Problem 1: Show each line of the listing that contains the word "white".

Source:
══════════
Jim Butcher’s 2000 novel Storm Front, the first of the very successful series of Dresden Files novels — 17 so far with more on the horizon — is a rip-snorting, crackerjack, page-turner of urban fantasy.

It features Harry Blackstone Copperfield Dresden, the only wizard in the phone book, facing down a highly talented but untrained mage who enjoys killing his enemies and anyone who gets in his way by ripping their hearts from their bodies from the inside out, leaving behind an astonishing and astonishingly gory murder scene. 

This mage, nicknamed Shadowman, employs the great power of thunderstorms in slaying his victims, and also the heightened emotions of those victims as well as of his assistants, particularly lust of all sorts.  Indeed, a mob enforcer and his prostitute girlfriend are engaged in highly energetic sex when they are the first people slain in this way.

“A great job”

It’s clear, reading Storm Front, that, even before writing that first novel, Butcher already had a complex world of magic, white and black, mapped out for his series, and the result is a fictional universe that feels solid and full of surprises and hooks the reader not only through this initial book but for all the ones that have come after.

It’s also clear that Butcher has a sense of humor which he’s passed on to Harry Dresden, a smart aleck for all seasons, such as when he is on the verge of becoming the mage’s latest victim:

And so I walked through a spectral landscape littered with skulls, into the teeth of the coming storm, to a house covered in malevolent power, throbbing with savage and feral mystic strength.  I walked forward to face a murderous opponent who had all the advantages, and who stood prepared and willing to kill me from where he stood within the heart of his own destructive power, while I was armed with nothing more than my own skill and wit and experience.

Do I have a great job or what?

“You’re a loser”

About fifty pages into the 307-page novel, Harry mentions in passing that he murdered his first love.  By then, however, it’s clear he’s not an evil wizard.  In fact, later, in the final showdown, the Shadowman tells Harry:

“You’re nothing, Dresden, nothing.  You’re a loser.  And do you know why?”

“Gee,” I said. “Let me think.”

He laughed harshly.  “Because you’re an idiot.  You’re an idealist…”
══════════
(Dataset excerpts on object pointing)
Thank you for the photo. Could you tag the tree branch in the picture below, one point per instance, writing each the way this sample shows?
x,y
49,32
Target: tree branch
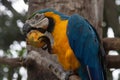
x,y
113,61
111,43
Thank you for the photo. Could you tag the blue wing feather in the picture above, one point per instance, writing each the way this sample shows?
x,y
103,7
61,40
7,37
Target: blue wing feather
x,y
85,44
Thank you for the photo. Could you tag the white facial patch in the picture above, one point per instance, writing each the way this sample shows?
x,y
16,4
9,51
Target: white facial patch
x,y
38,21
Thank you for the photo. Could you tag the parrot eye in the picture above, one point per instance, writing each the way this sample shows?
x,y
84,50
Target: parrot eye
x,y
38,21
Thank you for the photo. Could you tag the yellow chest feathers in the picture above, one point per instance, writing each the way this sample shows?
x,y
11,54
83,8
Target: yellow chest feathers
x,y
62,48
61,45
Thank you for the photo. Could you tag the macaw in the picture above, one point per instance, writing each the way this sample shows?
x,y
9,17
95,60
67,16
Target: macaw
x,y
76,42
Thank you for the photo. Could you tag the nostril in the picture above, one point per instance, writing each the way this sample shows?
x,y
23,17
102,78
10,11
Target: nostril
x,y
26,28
══════════
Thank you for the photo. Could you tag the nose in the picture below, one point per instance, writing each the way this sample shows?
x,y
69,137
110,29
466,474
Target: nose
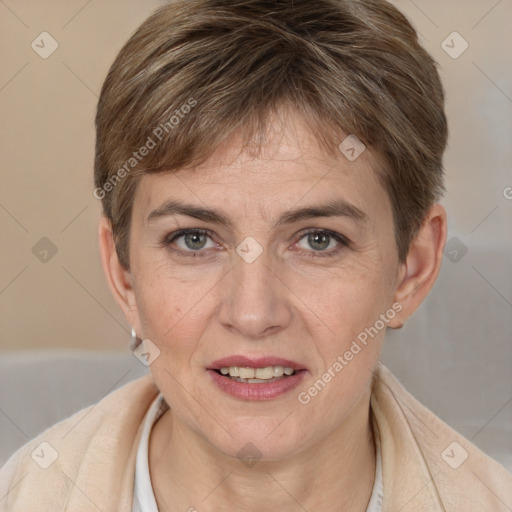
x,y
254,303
══════════
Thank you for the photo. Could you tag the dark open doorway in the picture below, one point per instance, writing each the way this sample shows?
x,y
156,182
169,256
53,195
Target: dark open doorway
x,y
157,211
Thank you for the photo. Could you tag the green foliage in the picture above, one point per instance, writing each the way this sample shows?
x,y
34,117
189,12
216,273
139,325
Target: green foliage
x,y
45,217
══════════
Problem 2:
Answer these questions from the review of Storm Front:
(a) In what year was the novel published?
(b) What nickname is the mage given?
(c) How many pages long is the novel?

Solution 1:
Thank you for the photo. Could you tag the white facial patch in the picture above, one point per instance, writing each the way this sample shows?
Target: white facial patch

Solution 2:
(a) 2000
(b) Shadowman
(c) 307